> [TEXT PASSAGE]

Is Cerebroprotein Completely Useless? Short Answer No...
Read this first: Everything below is for research and educational purposes only. Nothing here is medical advice. Research peptides are NOT for human consumption.
Why I’m Writing This
If you’ve spent any time around research peptide vendors, you’ve seen “Cerebrolysin” sold as a freeze-dried powder in vials. You’ve probably also seen the real Ever Pharma version — pre-mixed liquid in glass ampules from Austria — and wondered why these two products look completely different, cost wildly different amounts, and ship through totally different channels.
Here’s the short answer: those research-vendor powder vials almost always aren’t actually Cerebrolysin. They’re Cerebroprotein, which is a related but distinct product with its own approval pathway and its own clinical research behind it.
The community consensus has quietly drifted toward “Cerebroprotein is just a cheap knockoff, don’t bother.” That framing is wrong, and it’s costing the research community access to a legitimately interesting compound class. This post walks through what Cerebroprotein actually is, what the research shows, and why it deserves to be evaluated on its own merits.
I already published a shorter primer on the topic — this is the deeper dive a lot of you have been asking for.
What Each One Actually Is
Cerebrolysin is a pig brain-derived peptide preparation made by Ever Pharma in Austria. It’s been around since the 1970s and is the product behind virtually every Western clinical trial you’ve read about for stroke, traumatic brain injury, vascular dementia, and Alzheimer’s. It comes as a pre-mixed liquid in glass ampules and doesn’t need to be reconstituted. Standardized concentration is 215.2 mg/mL.
Cerebroprotein (sometimes called Cerebroprotein Hydrolysate, CH-I, CH-II, or in Asian markets CEGI / Ignotin) is a separate product made primarily in China by established pharmaceutical companies including Hebei Zhitong Biopharmaceutical and Guangdong Long Fu Pharmaceutical. It’s also a brain-derived peptide hydrolysate, but it uses a different manufacturing process, which produces a slightly different peptide mixture. It comes as freeze-dried powder in vials and needs to be reconstituted.

> [Source data]
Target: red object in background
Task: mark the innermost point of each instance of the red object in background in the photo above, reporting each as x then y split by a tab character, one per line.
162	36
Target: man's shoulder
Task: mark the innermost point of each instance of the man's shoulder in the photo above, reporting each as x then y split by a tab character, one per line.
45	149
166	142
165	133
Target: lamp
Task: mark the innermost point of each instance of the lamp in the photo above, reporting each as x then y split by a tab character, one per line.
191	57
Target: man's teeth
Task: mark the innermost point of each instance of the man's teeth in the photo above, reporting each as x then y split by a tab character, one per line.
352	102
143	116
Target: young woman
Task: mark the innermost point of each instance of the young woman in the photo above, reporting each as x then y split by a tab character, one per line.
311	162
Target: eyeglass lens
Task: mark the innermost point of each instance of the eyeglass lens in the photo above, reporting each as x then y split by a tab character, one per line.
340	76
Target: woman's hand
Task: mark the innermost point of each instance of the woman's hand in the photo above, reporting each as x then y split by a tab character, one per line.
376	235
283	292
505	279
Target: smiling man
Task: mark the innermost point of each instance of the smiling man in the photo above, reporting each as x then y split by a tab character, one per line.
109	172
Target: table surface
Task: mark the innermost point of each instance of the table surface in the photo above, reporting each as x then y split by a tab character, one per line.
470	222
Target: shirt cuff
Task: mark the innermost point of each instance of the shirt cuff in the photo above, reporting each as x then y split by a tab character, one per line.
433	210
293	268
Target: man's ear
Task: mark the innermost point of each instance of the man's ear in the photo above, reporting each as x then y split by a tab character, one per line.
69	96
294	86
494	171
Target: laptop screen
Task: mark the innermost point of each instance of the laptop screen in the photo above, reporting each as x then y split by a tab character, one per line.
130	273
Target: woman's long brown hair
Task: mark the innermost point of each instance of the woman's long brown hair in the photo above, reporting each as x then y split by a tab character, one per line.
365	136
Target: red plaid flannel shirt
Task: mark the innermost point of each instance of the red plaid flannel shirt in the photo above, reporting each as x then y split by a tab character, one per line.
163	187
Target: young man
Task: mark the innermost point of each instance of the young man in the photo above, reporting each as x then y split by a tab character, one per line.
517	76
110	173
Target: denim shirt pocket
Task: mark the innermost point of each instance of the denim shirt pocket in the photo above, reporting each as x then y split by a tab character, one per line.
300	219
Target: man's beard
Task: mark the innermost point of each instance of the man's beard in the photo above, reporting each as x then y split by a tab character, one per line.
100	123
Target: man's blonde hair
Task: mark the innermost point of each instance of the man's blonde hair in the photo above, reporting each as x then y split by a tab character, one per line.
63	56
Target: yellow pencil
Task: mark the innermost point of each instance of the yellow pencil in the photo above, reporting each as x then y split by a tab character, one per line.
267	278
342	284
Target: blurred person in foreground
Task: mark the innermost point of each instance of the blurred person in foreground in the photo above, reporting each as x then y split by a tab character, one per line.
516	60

> [TASK SET]
- 1) According to the Cerebroprotein article, which conditions are the subject of the Western clinical trials on Cerebrolysin? List them all.
- 2) Translate this sentence from the Cerebroprotein article into Spanish: "Cerebrolysin is a pig brain-derived peptide preparation made by Ever Pharma in Austria."

> [PER-TASK OUTPUTS]
- 1)
- Stroke
- Traumatic brain injury
- Vascular dementia
- Alzheimer's

- 2) Cerebrolysin es una preparación peptídica derivada de cerebro de cerdo, fabricada por Ever Pharma en Austria.